WHAT TO DO —
Would you please restate every record exactly as written?

GIVEN DATA —
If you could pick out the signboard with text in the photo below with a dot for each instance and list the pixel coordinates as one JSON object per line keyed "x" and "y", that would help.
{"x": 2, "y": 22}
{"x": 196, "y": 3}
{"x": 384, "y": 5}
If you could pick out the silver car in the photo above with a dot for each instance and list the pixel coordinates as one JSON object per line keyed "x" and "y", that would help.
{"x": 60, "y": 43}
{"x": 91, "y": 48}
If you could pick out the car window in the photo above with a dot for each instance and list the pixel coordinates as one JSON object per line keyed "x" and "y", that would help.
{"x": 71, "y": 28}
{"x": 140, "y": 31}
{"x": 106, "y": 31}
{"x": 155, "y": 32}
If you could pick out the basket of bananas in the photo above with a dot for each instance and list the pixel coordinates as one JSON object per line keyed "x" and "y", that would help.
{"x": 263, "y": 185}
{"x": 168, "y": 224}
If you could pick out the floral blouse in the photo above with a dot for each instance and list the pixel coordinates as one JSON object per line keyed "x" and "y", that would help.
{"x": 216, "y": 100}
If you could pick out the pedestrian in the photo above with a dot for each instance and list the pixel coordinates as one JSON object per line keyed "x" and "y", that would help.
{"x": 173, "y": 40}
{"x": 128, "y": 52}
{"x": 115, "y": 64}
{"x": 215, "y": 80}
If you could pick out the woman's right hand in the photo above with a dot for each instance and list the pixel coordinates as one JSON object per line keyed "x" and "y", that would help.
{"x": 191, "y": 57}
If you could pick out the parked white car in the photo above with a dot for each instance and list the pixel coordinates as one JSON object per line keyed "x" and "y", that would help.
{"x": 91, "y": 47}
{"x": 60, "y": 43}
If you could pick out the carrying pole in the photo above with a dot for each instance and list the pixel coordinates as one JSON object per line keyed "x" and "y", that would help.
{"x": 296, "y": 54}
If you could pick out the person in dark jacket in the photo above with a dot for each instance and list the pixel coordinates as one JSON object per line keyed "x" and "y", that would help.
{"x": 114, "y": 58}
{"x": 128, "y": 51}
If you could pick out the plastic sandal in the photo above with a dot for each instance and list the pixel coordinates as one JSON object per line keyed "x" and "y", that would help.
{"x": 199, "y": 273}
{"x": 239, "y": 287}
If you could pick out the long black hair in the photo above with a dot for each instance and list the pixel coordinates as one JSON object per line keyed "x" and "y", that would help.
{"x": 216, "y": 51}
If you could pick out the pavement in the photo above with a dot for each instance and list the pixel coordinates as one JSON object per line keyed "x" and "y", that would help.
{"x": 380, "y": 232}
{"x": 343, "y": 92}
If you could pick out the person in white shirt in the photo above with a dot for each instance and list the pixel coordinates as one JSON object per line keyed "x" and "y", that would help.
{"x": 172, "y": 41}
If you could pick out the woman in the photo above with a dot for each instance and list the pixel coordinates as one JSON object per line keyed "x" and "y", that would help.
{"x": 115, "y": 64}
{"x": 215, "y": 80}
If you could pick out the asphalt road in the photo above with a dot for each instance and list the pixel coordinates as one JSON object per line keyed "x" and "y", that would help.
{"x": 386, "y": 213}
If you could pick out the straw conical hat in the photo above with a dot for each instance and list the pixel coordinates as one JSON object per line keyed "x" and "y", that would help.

TASK RESPONSE —
If you could pick out the signboard with text in the photo below with a dot for each instance and list the pixel coordinates as one JSON object per line keyed "x" and "y", that would help.
{"x": 2, "y": 22}
{"x": 196, "y": 3}
{"x": 384, "y": 5}
If you could pick out the silver car in the photo above with a dot for each instance and list the pixel coordinates as one JSON object per line keyed "x" and "y", that would help.
{"x": 60, "y": 43}
{"x": 91, "y": 48}
If you could pick out the car window in the photo above with a dot for each instance and list the pixel coordinates as one JSON object per line keyed "x" and "y", that would help.
{"x": 71, "y": 28}
{"x": 140, "y": 31}
{"x": 106, "y": 31}
{"x": 155, "y": 32}
If you could pick out the basket of bananas in the photo above with a dot for each instance and list the pixel coordinates as one JSON object per line keyed "x" and "y", that would help.
{"x": 263, "y": 185}
{"x": 168, "y": 224}
If you could pick out the floral blouse in the photo above with a dot for each instance and list the pixel coordinates as one JSON object per line keyed "x" and "y", that would help.
{"x": 216, "y": 100}
If you could pick out the pedestrian in the photo above with a dot for each instance and list the pixel coordinates as one JSON object per line keyed "x" and "y", that would help.
{"x": 173, "y": 40}
{"x": 128, "y": 52}
{"x": 115, "y": 64}
{"x": 215, "y": 80}
If you could pick out the woman's right hand in the photo above with a dot for each instance and list the pixel coordinates as one JSON object per line keyed "x" and "y", that would help.
{"x": 191, "y": 57}
If you could pick out the parked white car in the photo above with a dot for each instance and list the pixel coordinates as one JSON object per line keyed "x" and "y", that would help.
{"x": 91, "y": 47}
{"x": 60, "y": 43}
If you could pick out the carrying pole in the photo above with a dot for each instance and list the pixel coordinates as one JSON object per line keyed "x" and "y", that would help.
{"x": 296, "y": 54}
If you could pick out the person in dark jacket in the photo above with a dot for each instance and list the pixel coordinates as one JSON object per line keyed "x" and "y", that would help.
{"x": 114, "y": 58}
{"x": 128, "y": 51}
If you could pick out the plastic sandal in the photo above with a dot for each instance and list the pixel coordinates as one JSON object per line keyed "x" and "y", that would help.
{"x": 199, "y": 273}
{"x": 239, "y": 287}
If you could pick out the long black hair in the photo above with a dot for each instance and list the pixel coordinates as one JSON object per line keyed "x" and "y", that would help.
{"x": 216, "y": 51}
If you could pick out the pavement in the photo above with a dot for each instance and list the pixel coordinates as one JSON object per line keyed "x" and "y", that would help.
{"x": 380, "y": 232}
{"x": 343, "y": 92}
If you could pick out the person in white shirt in the photo above with a dot for each instance and list the pixel coordinates as one JSON object per line keyed "x" and "y", that would help.
{"x": 172, "y": 41}
If you could pick out the woman in the photo above with a dot for each instance and list the pixel coordinates as one JSON object per line keyed "x" and "y", that would help.
{"x": 115, "y": 64}
{"x": 215, "y": 80}
If you could pick out the asphalt road in the photo above with a dot for each instance and list the pixel coordinates as one JSON object per line keyed "x" and "y", that would help.
{"x": 386, "y": 213}
If you could pick out the straw conical hat in the photo above with a dot for each instance and list the pixel coordinates as one JSON object per line keyed "x" and "y", that would help.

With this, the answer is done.